====== RECORDED DATA

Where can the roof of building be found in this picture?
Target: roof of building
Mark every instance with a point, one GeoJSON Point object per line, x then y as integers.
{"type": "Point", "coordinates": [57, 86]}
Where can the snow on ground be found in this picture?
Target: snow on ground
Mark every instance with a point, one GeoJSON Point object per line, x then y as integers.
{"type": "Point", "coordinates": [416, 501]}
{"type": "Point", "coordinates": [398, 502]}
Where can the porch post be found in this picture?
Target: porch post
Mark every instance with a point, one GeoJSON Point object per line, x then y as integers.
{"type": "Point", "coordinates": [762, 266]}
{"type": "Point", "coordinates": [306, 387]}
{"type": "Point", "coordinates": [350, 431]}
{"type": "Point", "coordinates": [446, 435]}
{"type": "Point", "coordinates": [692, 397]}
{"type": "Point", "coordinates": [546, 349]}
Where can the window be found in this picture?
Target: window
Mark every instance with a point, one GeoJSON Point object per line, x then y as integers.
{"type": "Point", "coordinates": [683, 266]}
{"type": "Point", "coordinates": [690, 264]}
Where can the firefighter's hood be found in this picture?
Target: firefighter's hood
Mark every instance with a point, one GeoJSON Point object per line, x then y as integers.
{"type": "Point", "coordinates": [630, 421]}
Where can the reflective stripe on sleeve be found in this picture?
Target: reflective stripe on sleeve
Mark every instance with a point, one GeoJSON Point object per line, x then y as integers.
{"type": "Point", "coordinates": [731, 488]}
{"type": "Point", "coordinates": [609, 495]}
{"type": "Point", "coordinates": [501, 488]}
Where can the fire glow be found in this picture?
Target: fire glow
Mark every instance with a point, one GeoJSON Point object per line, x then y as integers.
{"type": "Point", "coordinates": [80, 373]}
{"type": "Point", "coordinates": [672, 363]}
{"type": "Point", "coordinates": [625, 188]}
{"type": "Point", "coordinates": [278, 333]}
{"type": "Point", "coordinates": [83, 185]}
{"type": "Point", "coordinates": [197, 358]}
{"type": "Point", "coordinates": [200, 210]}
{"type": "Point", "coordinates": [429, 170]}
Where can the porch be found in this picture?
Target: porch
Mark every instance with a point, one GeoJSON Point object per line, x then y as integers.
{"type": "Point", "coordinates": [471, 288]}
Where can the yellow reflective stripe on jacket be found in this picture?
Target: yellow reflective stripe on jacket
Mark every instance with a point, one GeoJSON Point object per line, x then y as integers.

============

WORK INSTRUCTIONS
Write out all the entries once more, exactly.

RESPONSE
Where can the roof of building be found in this picture?
Target: roof of building
Mark every instance with a point, one GeoJSON Point object per line, x then y as integers.
{"type": "Point", "coordinates": [57, 86]}
Where can the snow on ground be found in this picture?
Target: snow on ground
Mark every instance with a point, one GeoJSON Point object per line, x then y as integers.
{"type": "Point", "coordinates": [416, 501]}
{"type": "Point", "coordinates": [398, 502]}
Where can the porch post be found in this picture?
Target: porch post
Mark every instance with a point, one GeoJSON Point object per line, x then y as integers.
{"type": "Point", "coordinates": [762, 266]}
{"type": "Point", "coordinates": [306, 387]}
{"type": "Point", "coordinates": [350, 431]}
{"type": "Point", "coordinates": [446, 435]}
{"type": "Point", "coordinates": [692, 397]}
{"type": "Point", "coordinates": [546, 349]}
Where can the window be found in this picture?
Target: window
Mark every instance with a point, one GeoJSON Point object per line, x then y as integers.
{"type": "Point", "coordinates": [683, 266]}
{"type": "Point", "coordinates": [690, 264]}
Where can the firefighter's hood be found in this picture?
Target: firefighter's hood
Mark every instance with a point, one GeoJSON Point object per line, x then y as integers.
{"type": "Point", "coordinates": [630, 421]}
Where can the reflective stripe on sleeve be found in this picture?
Target: reflective stripe on sleeve
Mark every instance with a point, one GeoJSON Point object per line, x then y as integers.
{"type": "Point", "coordinates": [731, 488]}
{"type": "Point", "coordinates": [609, 495]}
{"type": "Point", "coordinates": [501, 488]}
Where can the fire glow be found in this picture?
Target: fire glow
Mark every instance with a point, one GeoJSON Point object per line, x then y as integers.
{"type": "Point", "coordinates": [80, 373]}
{"type": "Point", "coordinates": [672, 363]}
{"type": "Point", "coordinates": [625, 188]}
{"type": "Point", "coordinates": [278, 333]}
{"type": "Point", "coordinates": [83, 185]}
{"type": "Point", "coordinates": [197, 358]}
{"type": "Point", "coordinates": [200, 210]}
{"type": "Point", "coordinates": [429, 170]}
Where can the porch be found in this picture?
Target: porch
Mark every instance with a point, one GeoJSON Point object per line, x then y as integers.
{"type": "Point", "coordinates": [471, 288]}
Where can the yellow reflective stripe on jacket be found in this picture?
Target: yellow reflective stripe on jacket
Mark every instance with a point, one GeoJSON Point object per line, x then y as integers.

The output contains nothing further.